Selected text ::
■ ■ ■ ■ ■ ■ ■

Sentiment is not romance. And there are far too many fans who do not make that distinction. I suspected that they may be disappointed at the end of the day. If Harry Potter brings Voldemort down by the Power of Love™, it will not be by the power of Harry’s love for Ginny Weasley. And whatever Severus Snape is motivated by, I seriously doubted that it had all that much to do with Lily Evans. Indeed, the ONLY character we had met by that point in the whole series whose actions were unequivocally motivated by romantic love was Merope Gaunt, and we all know how well that worked out. (ETA: and in DHs Rowling went and gave Snape a badly-fitting personality transplant and rendered him down into nothing more than Merope Gaunt “lite”. *sigh*)
Upon the whole, I get the feeling that, in the Potterverse, to permit oneself to be spurred into action upon the consideration of romantic love is likely to be as disastrous as to permit oneself to be goaded into action in response to a Prophecy. It is apt to be just as deceptive and/or illusionary. And it certainly doesn’t win you any respect from your author.
And, in the end, even though I have to agree that, in my opinion, a desperate attempt to save the life of the only friend you ever had in an emotionally-starved childhood — even when the shallow little bint eventually hung you out to dry and wouldn’t give you the time of day — vastly trumps any kind of “romance”, even if it sure doesn’t seem to serve you any better in that quarter.

■ ■ ■ ■ ■ ■ ■

Supplied data ::

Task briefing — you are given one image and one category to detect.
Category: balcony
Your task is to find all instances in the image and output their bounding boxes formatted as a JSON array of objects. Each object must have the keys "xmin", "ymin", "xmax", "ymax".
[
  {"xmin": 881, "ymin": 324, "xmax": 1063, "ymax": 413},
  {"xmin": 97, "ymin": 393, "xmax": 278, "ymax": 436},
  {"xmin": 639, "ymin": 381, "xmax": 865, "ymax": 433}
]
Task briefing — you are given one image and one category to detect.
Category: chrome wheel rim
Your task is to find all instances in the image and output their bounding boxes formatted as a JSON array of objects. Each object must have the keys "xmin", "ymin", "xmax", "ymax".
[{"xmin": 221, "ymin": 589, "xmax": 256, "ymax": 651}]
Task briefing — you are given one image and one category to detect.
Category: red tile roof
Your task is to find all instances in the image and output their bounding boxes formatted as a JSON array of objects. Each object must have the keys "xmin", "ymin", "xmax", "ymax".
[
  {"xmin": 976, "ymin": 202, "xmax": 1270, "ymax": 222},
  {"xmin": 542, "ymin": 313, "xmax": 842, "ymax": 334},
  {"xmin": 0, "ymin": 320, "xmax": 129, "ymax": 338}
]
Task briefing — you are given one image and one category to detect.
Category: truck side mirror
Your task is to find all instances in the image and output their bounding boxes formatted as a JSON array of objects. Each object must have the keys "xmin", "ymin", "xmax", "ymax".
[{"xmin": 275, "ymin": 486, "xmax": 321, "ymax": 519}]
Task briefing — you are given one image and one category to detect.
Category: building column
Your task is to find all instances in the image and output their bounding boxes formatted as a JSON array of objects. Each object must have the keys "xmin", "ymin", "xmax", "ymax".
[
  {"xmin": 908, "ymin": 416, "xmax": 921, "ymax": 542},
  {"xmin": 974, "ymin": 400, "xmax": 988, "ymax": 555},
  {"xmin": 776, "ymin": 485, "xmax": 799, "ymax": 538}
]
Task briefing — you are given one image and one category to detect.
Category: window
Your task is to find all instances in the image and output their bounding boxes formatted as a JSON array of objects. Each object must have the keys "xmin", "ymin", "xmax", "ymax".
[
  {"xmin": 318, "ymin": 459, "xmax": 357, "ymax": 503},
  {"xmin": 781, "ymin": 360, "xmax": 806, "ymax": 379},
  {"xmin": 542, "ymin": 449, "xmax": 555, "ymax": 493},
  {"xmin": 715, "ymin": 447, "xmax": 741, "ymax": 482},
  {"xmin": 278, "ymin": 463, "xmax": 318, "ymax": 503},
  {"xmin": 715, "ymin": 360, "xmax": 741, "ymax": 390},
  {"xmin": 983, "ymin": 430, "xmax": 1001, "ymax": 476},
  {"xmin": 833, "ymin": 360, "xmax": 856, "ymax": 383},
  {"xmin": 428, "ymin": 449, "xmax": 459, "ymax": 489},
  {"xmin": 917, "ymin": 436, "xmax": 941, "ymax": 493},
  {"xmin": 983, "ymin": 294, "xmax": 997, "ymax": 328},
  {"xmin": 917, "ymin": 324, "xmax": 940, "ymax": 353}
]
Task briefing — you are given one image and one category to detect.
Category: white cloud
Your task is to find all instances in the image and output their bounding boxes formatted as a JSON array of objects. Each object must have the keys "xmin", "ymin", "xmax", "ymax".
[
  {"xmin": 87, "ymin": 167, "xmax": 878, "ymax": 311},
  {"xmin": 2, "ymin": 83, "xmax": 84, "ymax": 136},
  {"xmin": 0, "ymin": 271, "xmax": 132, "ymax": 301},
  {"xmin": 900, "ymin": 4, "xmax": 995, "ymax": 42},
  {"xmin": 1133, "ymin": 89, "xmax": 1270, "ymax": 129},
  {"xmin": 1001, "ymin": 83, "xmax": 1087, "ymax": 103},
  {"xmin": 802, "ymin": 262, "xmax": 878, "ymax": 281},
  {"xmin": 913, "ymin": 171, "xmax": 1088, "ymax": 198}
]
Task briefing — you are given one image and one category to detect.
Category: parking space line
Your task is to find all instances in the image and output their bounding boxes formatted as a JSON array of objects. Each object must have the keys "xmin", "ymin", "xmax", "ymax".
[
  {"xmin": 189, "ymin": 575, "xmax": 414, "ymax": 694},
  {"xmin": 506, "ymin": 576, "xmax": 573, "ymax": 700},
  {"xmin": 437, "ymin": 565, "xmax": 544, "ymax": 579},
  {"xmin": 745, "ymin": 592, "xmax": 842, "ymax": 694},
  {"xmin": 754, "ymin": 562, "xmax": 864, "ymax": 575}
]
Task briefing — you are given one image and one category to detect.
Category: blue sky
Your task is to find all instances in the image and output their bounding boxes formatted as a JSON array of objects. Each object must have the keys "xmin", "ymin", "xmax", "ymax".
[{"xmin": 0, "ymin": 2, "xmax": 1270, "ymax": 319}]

■ ■ ■ ■ ■ ■ ■

Challenges ::
1 – Answer these questions about the passage on romantic love in the Harry Potter series:
(a) Which character was the only one met by that point in the series whose actions were unequivocally motivated by romantic love?
(b) Acting on romantic love is likely to be as disastrous as what other kind of action?
(c) What does a desperate attempt to save the life of the only friend from an emotionally-starved childhood vastly trump?
2 – Pick up the passage on romantic love in the Harry Potter series after its last sentence and continue it.

Results in order ::
1 –
(a) Merope Gaunt.
(b) Being goaded into action in response to a Prophecy.
(c) Any kind of "romance."

2 –
• • • •
And around that time I thought I might have finally decoded the “significance” of Harry’s having Lily’s green eyes, too.
And I decided that it wasn’t significant. I expected it to have no functional interaction with the storyline. It wouldn’t enter into the solution of the problem with the Dark Lord, it didn’t relate to Harry’s relationship with Snape in any significant manner, and it would have no effect upon the action.
I had finally decided that it is there strictly for symmetry. A detail intended to flag and to maintain the parallels and contrasts to the other key characters in the Dark Lord continuum. In this case, specifically to enhance Harry’s parallel to Tom Riddle.
It blew right past us in HBP that Tom — like Harry — is the image of his father.
With one striking feature that he owes to his mother. In Tom’s case it was the ability to speak and understand Parseltongue (as well as the fact he is a wizard at all). In Harry’s, it is Lily’s green eyes (and possibly the fact that he also seemed to have inherited more of her character than that of James).
And when you stop and remember, Hagrid, who clearly takes after his mother has his father’s beetle black eyes.
And I really did think that was all there was to it. It was set-dressing. It didn’t “mean” anything.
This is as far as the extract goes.